● Brano:

Il sindacalista del settore pubblico che ha vissuto per trenta anni sotto la tutela della classe politica con cui contrattava assunzioni e scambi ,si sente orfano quando è la stessa classe politica che lo abbandona nelle sabbie mobili delle privatizzazioni richieste per pagare il debito del paese.
E’ la stessa cosa per il taxista o il farmacista dell’angolo di strada che hanno vissuto per trenta anni sotto la protezione di un sistema che permetteva loro di controllare la distribuzione delle licenze.
Il vandalismo nei licei occupati, le minacce ai professori che insistono nel voler fare corsi nelle Università chiuse dall’inizio dell’anno, non sono che sintomi della banalizzazione di questa violenza divenuta endemica. Mescolata ad un nazionalismo di fondo, spesso alimentato da qualche laudatore della Chiesa Ortodossa o dal facile populismo in nome dell’orgoglio nazionale, attizzata anche dalla retorica di una parte della sinistra parlamentare, minaccia l’implosione di una società già in ginocchio e indignata. E’ la paura del vandalismo che ha impedito sino ad oggi la mobilitazione di gran parte della popolazione.
L’economia è ferma, 900.000 disoccupati nell’ultima statistica ufficiale , i salari sono calati paurosamente in Settembre. Si riteneva che, quando c’è stato l’appello allo sciopero generale, vi fosse una partecipazione di massa come quella in Portogallo. Ma a differenza di Lisbona ad Atene non c’erano più di 100.000 persone che si sono precipitate fuori dalla Piazza della Costituzione quando giovani in passamontagna hanno cominciato a tirare pietre contro i militanti del partito comunista. La guerra di tutti contro tutti non è più una minaccia, ma una realtà.

● Righe fornite:
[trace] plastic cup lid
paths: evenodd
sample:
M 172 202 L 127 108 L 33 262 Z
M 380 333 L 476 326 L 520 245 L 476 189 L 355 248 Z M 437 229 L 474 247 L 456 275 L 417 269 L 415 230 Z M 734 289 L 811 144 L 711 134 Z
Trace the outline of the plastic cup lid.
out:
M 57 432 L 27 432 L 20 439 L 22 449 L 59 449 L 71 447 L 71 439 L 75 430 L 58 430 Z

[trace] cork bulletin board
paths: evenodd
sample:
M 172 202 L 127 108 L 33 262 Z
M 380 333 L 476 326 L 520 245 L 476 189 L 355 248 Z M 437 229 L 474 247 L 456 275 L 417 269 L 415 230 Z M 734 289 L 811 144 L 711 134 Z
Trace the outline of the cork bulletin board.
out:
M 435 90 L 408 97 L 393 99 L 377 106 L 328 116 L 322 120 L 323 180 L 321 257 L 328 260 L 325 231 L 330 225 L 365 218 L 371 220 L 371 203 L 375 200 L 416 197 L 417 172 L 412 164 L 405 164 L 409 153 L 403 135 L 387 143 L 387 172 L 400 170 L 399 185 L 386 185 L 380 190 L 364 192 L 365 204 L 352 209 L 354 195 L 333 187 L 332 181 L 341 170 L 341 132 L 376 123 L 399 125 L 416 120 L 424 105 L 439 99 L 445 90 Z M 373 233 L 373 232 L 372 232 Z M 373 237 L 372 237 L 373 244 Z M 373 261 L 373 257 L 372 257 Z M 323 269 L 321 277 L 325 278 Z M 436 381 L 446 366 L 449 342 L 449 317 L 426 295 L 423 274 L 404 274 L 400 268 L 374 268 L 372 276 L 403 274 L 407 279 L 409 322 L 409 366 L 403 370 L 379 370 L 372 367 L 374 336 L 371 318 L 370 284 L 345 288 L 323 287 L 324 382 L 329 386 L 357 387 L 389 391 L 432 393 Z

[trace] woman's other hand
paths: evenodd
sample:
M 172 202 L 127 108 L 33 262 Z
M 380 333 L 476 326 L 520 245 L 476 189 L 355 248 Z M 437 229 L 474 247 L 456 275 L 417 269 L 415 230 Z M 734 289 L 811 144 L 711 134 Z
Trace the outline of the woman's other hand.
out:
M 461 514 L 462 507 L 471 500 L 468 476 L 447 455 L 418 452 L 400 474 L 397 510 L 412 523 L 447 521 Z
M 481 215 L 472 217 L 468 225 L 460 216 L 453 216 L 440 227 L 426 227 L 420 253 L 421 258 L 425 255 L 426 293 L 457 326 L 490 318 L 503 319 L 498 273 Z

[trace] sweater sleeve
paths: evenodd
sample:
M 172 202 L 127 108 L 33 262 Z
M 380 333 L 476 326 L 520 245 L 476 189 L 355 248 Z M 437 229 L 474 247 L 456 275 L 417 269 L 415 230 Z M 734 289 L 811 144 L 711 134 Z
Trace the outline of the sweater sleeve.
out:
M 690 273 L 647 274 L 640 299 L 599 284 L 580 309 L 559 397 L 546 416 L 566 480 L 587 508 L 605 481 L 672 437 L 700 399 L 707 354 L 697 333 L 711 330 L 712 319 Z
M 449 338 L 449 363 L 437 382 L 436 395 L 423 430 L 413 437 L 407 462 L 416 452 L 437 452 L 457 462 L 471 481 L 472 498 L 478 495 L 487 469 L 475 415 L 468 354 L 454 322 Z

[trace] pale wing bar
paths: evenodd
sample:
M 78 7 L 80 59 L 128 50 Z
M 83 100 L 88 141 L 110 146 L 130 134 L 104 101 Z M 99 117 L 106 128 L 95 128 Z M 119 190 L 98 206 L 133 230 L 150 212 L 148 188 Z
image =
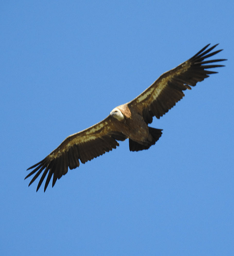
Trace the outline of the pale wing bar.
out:
M 205 50 L 210 44 L 207 45 L 188 60 L 163 74 L 148 89 L 139 95 L 139 97 L 144 97 L 145 99 L 145 104 L 142 104 L 142 111 L 146 122 L 151 123 L 153 116 L 159 119 L 167 112 L 184 96 L 183 90 L 191 89 L 190 86 L 194 86 L 198 82 L 201 82 L 209 77 L 209 75 L 218 73 L 206 70 L 206 69 L 224 66 L 210 63 L 226 60 L 225 59 L 203 61 L 222 50 L 219 50 L 207 54 L 218 44 Z M 152 87 L 154 87 L 155 88 L 153 90 Z M 150 90 L 152 92 L 151 94 L 147 96 L 142 95 L 144 93 L 147 94 Z M 138 101 L 138 103 L 141 102 Z
M 53 158 L 53 152 L 58 151 L 60 148 L 63 147 L 63 144 L 67 143 L 67 141 L 70 140 L 68 137 L 44 159 L 28 169 L 27 170 L 35 168 L 25 179 L 36 173 L 30 182 L 29 186 L 43 172 L 37 188 L 37 191 L 49 172 L 44 188 L 45 192 L 52 175 L 53 175 L 52 183 L 53 187 L 57 180 L 67 173 L 68 167 L 71 170 L 74 169 L 79 166 L 79 160 L 82 163 L 85 163 L 106 152 L 112 150 L 113 148 L 116 148 L 116 147 L 119 146 L 117 140 L 124 141 L 126 137 L 121 133 L 110 132 L 95 140 L 74 144 L 70 147 L 68 150 L 64 151 L 61 154 Z

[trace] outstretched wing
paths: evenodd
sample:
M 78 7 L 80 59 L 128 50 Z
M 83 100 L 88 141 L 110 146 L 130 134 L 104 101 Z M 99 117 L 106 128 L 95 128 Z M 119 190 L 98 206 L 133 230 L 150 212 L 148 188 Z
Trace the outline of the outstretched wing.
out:
M 45 181 L 45 191 L 52 175 L 53 187 L 57 179 L 68 171 L 94 157 L 116 148 L 119 146 L 117 140 L 124 141 L 126 136 L 118 131 L 115 119 L 109 116 L 101 122 L 81 132 L 71 135 L 45 158 L 29 168 L 34 168 L 25 178 L 36 173 L 29 186 L 43 173 L 37 188 L 40 188 L 49 172 Z
M 162 75 L 142 93 L 128 103 L 135 107 L 147 123 L 151 123 L 153 117 L 159 119 L 184 96 L 183 90 L 191 89 L 198 82 L 203 81 L 209 75 L 217 73 L 207 69 L 224 67 L 223 65 L 211 64 L 226 60 L 224 59 L 204 61 L 222 50 L 208 53 L 218 44 L 206 49 L 207 45 L 191 59 Z

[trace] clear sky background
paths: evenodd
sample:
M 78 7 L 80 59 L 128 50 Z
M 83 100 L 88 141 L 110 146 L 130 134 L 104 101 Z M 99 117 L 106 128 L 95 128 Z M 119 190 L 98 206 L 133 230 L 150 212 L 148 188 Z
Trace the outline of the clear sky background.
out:
M 234 3 L 0 4 L 2 255 L 234 255 Z M 151 126 L 36 193 L 26 169 L 206 44 L 228 59 Z M 44 185 L 44 183 L 43 183 Z

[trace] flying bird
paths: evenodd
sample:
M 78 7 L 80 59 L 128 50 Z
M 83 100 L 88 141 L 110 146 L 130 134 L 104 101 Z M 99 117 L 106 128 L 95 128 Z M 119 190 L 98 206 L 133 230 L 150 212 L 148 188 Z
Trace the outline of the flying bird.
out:
M 222 50 L 211 52 L 218 44 L 207 45 L 194 56 L 163 74 L 149 87 L 129 102 L 114 108 L 107 117 L 96 124 L 70 135 L 45 158 L 28 169 L 25 177 L 35 174 L 29 186 L 42 173 L 37 191 L 48 174 L 44 192 L 53 177 L 52 187 L 70 169 L 85 163 L 119 146 L 117 141 L 129 139 L 130 151 L 147 149 L 162 135 L 161 129 L 148 126 L 153 116 L 160 118 L 198 82 L 218 72 L 206 69 L 224 67 L 214 62 L 225 59 L 204 60 Z

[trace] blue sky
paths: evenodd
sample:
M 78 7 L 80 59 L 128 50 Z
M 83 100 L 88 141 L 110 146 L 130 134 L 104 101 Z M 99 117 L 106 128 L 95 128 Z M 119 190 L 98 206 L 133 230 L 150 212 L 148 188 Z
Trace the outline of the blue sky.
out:
M 0 4 L 1 255 L 233 255 L 231 2 Z M 226 66 L 155 118 L 155 146 L 120 142 L 45 193 L 28 188 L 26 169 L 67 136 L 209 43 Z

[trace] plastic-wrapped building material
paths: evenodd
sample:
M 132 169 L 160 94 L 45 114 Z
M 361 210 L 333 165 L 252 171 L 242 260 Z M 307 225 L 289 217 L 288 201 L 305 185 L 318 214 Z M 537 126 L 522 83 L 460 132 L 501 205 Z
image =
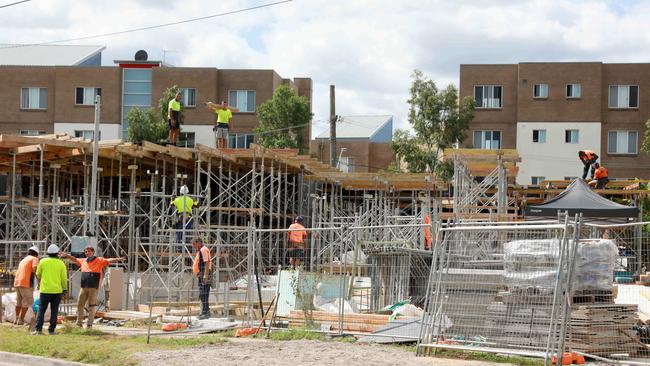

● Compiti da svolgere:
a: Riscriva il brano da "L’economia è ferma, 900.000" a "ma una realtà.", estremi inclusi, sostituendo "Lisbona" con "Madrid".
b: Risponda alle seguenti domande sul brano:
(i) Quanti disoccupati indica l'ultima statistica ufficiale?
(ii) Che cosa ha impedito finora la mobilitazione di gran parte della popolazione?
(iii) Contro chi tiravano pietre i giovani in passamontagna?
c: Riassuma il brano in due frasi.

● Soluzioni dell'esercizio:
a:
L’economia è ferma, 900.000 disoccupati nell’ultima statistica ufficiale , i salari sono calati paurosamente in Settembre. Si riteneva che, quando c’è stato l’appello allo sciopero generale, vi fosse una partecipazione di massa come quella in Portogallo. Ma a differenza di Madrid ad Atene non c’erano più di 100.000 persone che si sono precipitate fuori dalla Piazza della Costituzione quando giovani in passamontagna hanno cominciato a tirare pietre contro i militanti del partito comunista. La guerra di tutti contro tutti non è più una minaccia, ma una realtà.

b:
(i) 900.000.
(ii) La paura del vandalismo.
(iii) Contro i militanti del partito comunista.

c: Sindacalisti del settore pubblico, tassisti e farmacisti, vissuti per trent'anni sotto la protezione di un sistema politico, si sentono abbandonati, mentre una violenza divenuta endemica, mescolata al nazionalismo e al populismo, minaccia una società già in ginocchio. Con l'economia ferma, 900.000 disoccupati e salari in forte calo, allo sciopero generale ad Atene non c'erano più di 100.000 persone, e la guerra di tutti contro tutti è ormai una realtà.